> [Material to process]:

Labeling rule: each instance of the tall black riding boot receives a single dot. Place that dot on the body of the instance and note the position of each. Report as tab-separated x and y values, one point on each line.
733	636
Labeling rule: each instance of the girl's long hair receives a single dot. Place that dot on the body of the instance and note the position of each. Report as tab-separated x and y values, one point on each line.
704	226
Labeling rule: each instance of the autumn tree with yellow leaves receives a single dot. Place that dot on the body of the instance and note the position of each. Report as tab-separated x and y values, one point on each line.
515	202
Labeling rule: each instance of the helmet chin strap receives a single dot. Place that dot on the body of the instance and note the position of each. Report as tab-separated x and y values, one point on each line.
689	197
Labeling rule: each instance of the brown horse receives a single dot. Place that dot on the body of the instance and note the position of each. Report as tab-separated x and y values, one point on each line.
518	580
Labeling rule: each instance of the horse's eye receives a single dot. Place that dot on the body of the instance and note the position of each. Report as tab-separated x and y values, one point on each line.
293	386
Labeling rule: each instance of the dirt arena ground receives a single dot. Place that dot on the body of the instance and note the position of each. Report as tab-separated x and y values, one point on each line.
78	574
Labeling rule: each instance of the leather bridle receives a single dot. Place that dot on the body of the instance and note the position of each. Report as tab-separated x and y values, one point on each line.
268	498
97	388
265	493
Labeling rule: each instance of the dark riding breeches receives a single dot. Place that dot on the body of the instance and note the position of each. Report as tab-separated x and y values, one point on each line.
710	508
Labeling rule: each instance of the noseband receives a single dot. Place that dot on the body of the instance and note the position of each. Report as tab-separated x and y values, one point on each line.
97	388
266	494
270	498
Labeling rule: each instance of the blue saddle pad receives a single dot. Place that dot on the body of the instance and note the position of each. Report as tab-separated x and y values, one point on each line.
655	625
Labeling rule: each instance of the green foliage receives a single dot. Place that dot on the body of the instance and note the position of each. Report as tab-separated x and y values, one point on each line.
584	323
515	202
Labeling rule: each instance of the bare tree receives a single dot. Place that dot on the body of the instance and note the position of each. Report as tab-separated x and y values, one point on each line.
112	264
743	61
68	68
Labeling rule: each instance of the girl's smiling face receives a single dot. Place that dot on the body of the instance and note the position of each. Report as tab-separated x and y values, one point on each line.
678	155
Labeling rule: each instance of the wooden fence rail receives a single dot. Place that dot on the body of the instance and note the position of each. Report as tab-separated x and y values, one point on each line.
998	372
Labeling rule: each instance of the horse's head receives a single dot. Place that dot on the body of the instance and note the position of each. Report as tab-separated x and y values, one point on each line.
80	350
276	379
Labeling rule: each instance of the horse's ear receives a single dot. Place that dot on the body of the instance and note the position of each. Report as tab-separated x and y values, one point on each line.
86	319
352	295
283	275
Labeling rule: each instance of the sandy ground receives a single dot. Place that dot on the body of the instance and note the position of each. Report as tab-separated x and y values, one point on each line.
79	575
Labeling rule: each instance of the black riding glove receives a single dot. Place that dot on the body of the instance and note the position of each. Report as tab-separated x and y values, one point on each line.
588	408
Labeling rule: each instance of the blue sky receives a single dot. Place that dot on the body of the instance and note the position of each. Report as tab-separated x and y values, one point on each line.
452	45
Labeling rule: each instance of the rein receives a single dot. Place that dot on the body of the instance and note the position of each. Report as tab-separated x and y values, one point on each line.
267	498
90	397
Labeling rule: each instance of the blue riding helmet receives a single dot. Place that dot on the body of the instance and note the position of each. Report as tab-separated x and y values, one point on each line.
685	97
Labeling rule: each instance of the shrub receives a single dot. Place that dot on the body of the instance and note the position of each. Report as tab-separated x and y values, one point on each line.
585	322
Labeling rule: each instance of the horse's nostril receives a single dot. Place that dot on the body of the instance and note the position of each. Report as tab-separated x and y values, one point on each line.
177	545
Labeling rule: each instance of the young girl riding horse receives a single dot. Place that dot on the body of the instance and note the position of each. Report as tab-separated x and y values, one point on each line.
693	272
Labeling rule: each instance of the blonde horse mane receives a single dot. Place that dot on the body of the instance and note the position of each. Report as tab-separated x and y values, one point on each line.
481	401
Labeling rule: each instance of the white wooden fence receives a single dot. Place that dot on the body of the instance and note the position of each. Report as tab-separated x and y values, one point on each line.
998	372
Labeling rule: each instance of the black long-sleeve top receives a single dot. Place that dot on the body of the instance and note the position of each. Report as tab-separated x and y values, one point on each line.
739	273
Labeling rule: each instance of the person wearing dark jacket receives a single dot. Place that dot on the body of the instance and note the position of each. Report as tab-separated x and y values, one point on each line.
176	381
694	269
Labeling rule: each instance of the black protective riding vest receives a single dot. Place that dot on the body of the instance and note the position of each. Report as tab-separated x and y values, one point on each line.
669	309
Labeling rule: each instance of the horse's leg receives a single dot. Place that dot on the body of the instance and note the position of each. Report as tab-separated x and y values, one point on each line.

> [What to produce]:
Every entry is to be returned exactly, with nothing dropped.

> [Response to this task]:
Labeling rule: each instance of the tall black riding boot receives a single dot. Place that dot on the body of the instance and note the position of each. Report as tab-separated x and y values, one point on each line.
733	636
Labeling rule: each instance of the girl's long hair receives a single dot. Place that dot on the body of the instance and note the position of each. Report as tab-separated x and y values, one point on each line.
704	226
Labeling rule: each instance of the autumn tree with yellow leaves receives a single dot. Place that dot on the body of the instance and note the position of each. Report as tab-separated x and y values, one point on each line.
515	202
Labeling rule: each instance of the helmet chin strap receives a single dot. Place that dot on the body of the instance and note the position of each. Report as tab-separated x and y values, one point on each line.
689	197
Labeling rule: each instance of the brown horse receives a single dot. Place that dot on the body of the instance and note the position of each. Report as tab-separated x and y values, one point on each line.
518	580
Labeling rule: each instance of the horse's eye receives a single dot. Place that dot on the body of the instance and note the position of each. Report as tab-separated x and y values, one point on each line.
293	386
Labeling rule: each instance of the dirt arena ground receives a single dot. Place that dot on the body of the instance and note the position of each. Report as tab-separated x and y values, one point on each line.
78	574
Labeling rule: each instance of the leather bridle receives a single dot. Place that dot on the body of the instance and note the position of each. Report as tab-separated x and y values, one point on each line.
268	498
97	388
265	493
Labeling rule: each instance of the dark riding breeches receives a single dot. Place that dot on the body of the instance and note the position of each. Report as tab-separated x and y values, one point on each line.
710	508
Labeling rule: each instance of the noseband receives a single dot. Place that dot on the body of the instance and note the position of each. Report as tab-separated x and y values, one point on each line.
97	388
266	494
270	498
Labeling rule: each instance of the blue saddle pad receives a single dot. Place that dot on the body of the instance and note the position of each. Report as tab-separated x and y values, one point on each line.
655	625
Labeling rule: each instance of the green foliage receives a single dot. Place that dot on the body of the instance and note the position of each. Report as tab-separated x and y values, one point on each line.
584	323
515	202
Labeling rule: each instance of the bare tree receives a single dot. Place that dot on the body of the instance and note the position of each. Report as tab-separated x and y values, one point on each line.
112	264
743	61
68	68
Labeling rule: each instance of the girl's smiling face receives a single dot. Place that dot on the body of the instance and note the position of each. Report as tab-separated x and y values, one point on each line.
678	155
Labeling rule: each instance of the wooden fence rail receives a single dot. Place that dot on the body of the instance and note the position of each. Report as tab-separated x and y values, one point on each line.
998	372
Labeling rule: each instance of the horse's head receives a single dot. Place that dot on the body of the instance and note the position of each. Report as tab-separated x and y values, one point on each line.
80	350
276	379
Labeling rule: each instance of the horse's ear receives a single dot. Place that dot on the body of the instance and note the position of each. Report as tab-separated x and y values, one point on each line.
86	319
352	295
283	275
Labeling rule: each instance of the sandy ground receives a single dot. Place that dot on the body of the instance and note the position of each. Report as tab-separated x and y values, one point on each line.
79	575
Labeling rule: each instance of the black riding glove receives a single dot. Place that dot on the body of the instance and note the position of each. Report as tab-separated x and y values, one point on each line.
588	408
Labeling rule: each instance of the blue sky receives a single dot. Place that dot on the body of the instance and note the position of each. Report as tab-separated x and y values, one point on each line.
452	45
Labeling rule: each instance of the rein receives a single dot. Place that dot on the body of the instance and note the position of each. Report as tab-separated x and y values, one point on each line.
267	498
90	397
Labeling rule: each instance of the blue riding helmet receives a single dot. Place that dot on the body of the instance and note the position of each. Report as tab-separated x and y values, one point on each line.
685	97
Labeling rule: each instance of the shrub receives a single dot. Place that dot on the body of the instance and note the position of each. Report as tab-separated x and y values, one point on each line.
585	322
Labeling rule: each instance of the horse's nostril receives a single dot. Place that dot on the body of the instance and note the position of each. Report as tab-separated x and y values, one point on each line.
177	545
Labeling rule: each instance of the young girl riding horse receives a single dot. Place that dot on the body of the instance and note the position of each. Report as tab-separated x and y values, one point on each line.
693	272
Labeling rule: each instance of the blonde horse mane receives a single dot. Place that dot on the body of the instance and note the position of each. Report as tab-separated x and y values, one point on each line.
481	401
Labeling rule: each instance of the white wooden fence receives a single dot. Place that dot on the body of the instance and note the position of each. Report as tab-separated x and y values, one point on each line.
998	372
Labeling rule: each instance of the black long-sleeve top receives a single dot. Place that dot on the body of the instance and note the position of each. Report as tab-separated x and y values, one point on each line.
739	273
Labeling rule: each instance of the person wearing dark jacket receives a single dot. Place that dot on the body of the instance and note the position of each. Report as tab-separated x and y values, one point on each line.
176	381
694	269
Labeling rule: each instance of the black protective riding vest receives a single dot. Place that dot on the body of the instance and note the position of each. Report as tab-separated x and y values, one point on each line.
669	309
Labeling rule: each instance of the horse's leg receives a single dot. Place that dot on the body of the instance and note the position of each. Report as tab-separated x and y values, one point on each line.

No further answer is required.